▶ Selected extract
Intensive Farming turns One Solution into Two Problems

One of the most serious environmental problems facing us today is the erosion and degradation of our soil, and modern industrialised farming has precipitated this, turning one solution into two problems.

Farms used to combine livestock and crops, rotating their fields so that manure from the animals would replenish what is taken from the soil by arable produce. Sometimes parts of the farm were left fallow to recover and grow grass which fed the animals. There was no soil erosion, a perfectly sustainable ecosystem and plenty of jobs for farm workers.

The current state of affairs is vastly different. Our farms are now generally specialised, concentrating totally on crop production, or meat and milk. This has divorced the natural manure fertiliser from the arable land, replacing it with chemicals that ultimatley end up washed into rivers, while at the same time turning a valuable resource into a dangerous bi-product, slurry, which is highly toxic and also causes severe pollution to rivers, streams and water supplies.

For the animals it is far worse than that. They are kept in shocking conditions in the race to produce as much meat, eggs and milk in the quickest time on the smallest amount of resources.

A major factor in the fall of the Roman empire was over-farming of the land (see A Green History Of The World). The problem is this is no longer only happening in one country, but across the globe. It can take hundreds or a thousand years for nature to form even an inch of topsoil, but since farming began in America, they have lost at least a third of theirs. The climate is on our side in Britain so we really shouldn’t have any soil erosion at all except what nature can replace, but intensive farming has caused it.

Supporters of intensive farming claim that non-chemical farming cannot feed the world, but this is nonsense, especially if all the money and resources that are currently spent on researching new chemicals was channelled into making of natural food production more effective. More pertinently though, chemical farming definitely cannot feed the world as long term it simply isn’t sustainable!

Soil isn’t just dead matter! It’s made up of billions of tiny organisms and bacteria, which form the new soil and keep it healthy. If the pesticides in intensive farming don’t kill these creatures, the herbicides will kill the vegetation that they feed on having a knock-on effect. If we continue this soon, we won’t be able to grow anything at all!

Pesticides have been shown to cause all sorts of horrible things like birth defects, cancers and gene mutations. They kill off the microbiome, hampering digestion and may lead to some of the food intolerances and allergies which seem o be becoming more and more prevalent these days. They just keep spraying the land with glyphosate (round-up) no matter how much evidence of its harm seems to surface.

Permaculture describes a system of cultivation intended to maintain permanent agriculture or horticulture by relying on renewable resources and a self-sustaining ecosystem. Combining plants, animals, water, buildings and the local landscape, more energy would be produced than expended, all nutrients, materials and resources would be recycled, and nature would be interfered with as little as possible. Sounds great, doesn’t it?

▶ Data shown
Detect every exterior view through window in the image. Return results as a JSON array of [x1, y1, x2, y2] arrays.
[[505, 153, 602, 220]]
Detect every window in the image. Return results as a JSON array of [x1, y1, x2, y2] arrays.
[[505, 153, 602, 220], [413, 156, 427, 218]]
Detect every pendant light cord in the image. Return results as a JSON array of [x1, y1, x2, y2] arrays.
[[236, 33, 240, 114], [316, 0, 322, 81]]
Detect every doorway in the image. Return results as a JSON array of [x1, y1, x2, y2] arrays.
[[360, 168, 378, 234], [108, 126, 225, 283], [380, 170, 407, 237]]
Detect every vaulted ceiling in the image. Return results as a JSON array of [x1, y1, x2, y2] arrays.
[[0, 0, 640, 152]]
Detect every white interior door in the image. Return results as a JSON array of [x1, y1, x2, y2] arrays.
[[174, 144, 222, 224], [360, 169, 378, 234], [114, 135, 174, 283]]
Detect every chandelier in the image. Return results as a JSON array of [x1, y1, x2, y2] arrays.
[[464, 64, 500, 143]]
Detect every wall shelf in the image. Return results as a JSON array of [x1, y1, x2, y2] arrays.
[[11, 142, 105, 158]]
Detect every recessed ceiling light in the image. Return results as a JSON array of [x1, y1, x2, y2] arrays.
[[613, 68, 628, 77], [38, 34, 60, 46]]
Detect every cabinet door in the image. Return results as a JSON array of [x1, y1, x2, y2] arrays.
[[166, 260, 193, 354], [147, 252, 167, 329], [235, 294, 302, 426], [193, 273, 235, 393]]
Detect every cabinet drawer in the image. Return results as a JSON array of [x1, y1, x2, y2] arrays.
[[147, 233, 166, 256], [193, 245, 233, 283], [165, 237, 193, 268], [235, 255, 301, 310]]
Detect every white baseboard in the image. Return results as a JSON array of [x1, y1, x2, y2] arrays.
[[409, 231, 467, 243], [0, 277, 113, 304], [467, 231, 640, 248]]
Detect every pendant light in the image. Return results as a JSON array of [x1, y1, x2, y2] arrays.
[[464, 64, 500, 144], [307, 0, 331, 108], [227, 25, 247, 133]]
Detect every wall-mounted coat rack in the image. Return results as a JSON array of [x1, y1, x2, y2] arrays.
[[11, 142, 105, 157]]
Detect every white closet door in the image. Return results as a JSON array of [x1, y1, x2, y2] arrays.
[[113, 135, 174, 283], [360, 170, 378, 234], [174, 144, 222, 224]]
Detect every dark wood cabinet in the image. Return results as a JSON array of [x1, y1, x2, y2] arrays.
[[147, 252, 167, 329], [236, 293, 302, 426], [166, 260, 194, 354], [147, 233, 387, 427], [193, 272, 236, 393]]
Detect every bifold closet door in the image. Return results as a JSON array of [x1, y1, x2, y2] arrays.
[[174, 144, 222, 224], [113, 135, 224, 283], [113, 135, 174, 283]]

▶ Problem A
Copy the passage of the article on intensive farming between "One of the most" and "into two problems.", inclusive.
▶ Problem B
According to the article on intensive farming, how much of its topsoil has America lost since farming began there?

▶ Task output A
One of the most serious environmental problems facing us today is the erosion and degradation of our soil, and modern industrialised farming has precipitated this, turning one solution into two problems.

▶ Task output B
At least a third.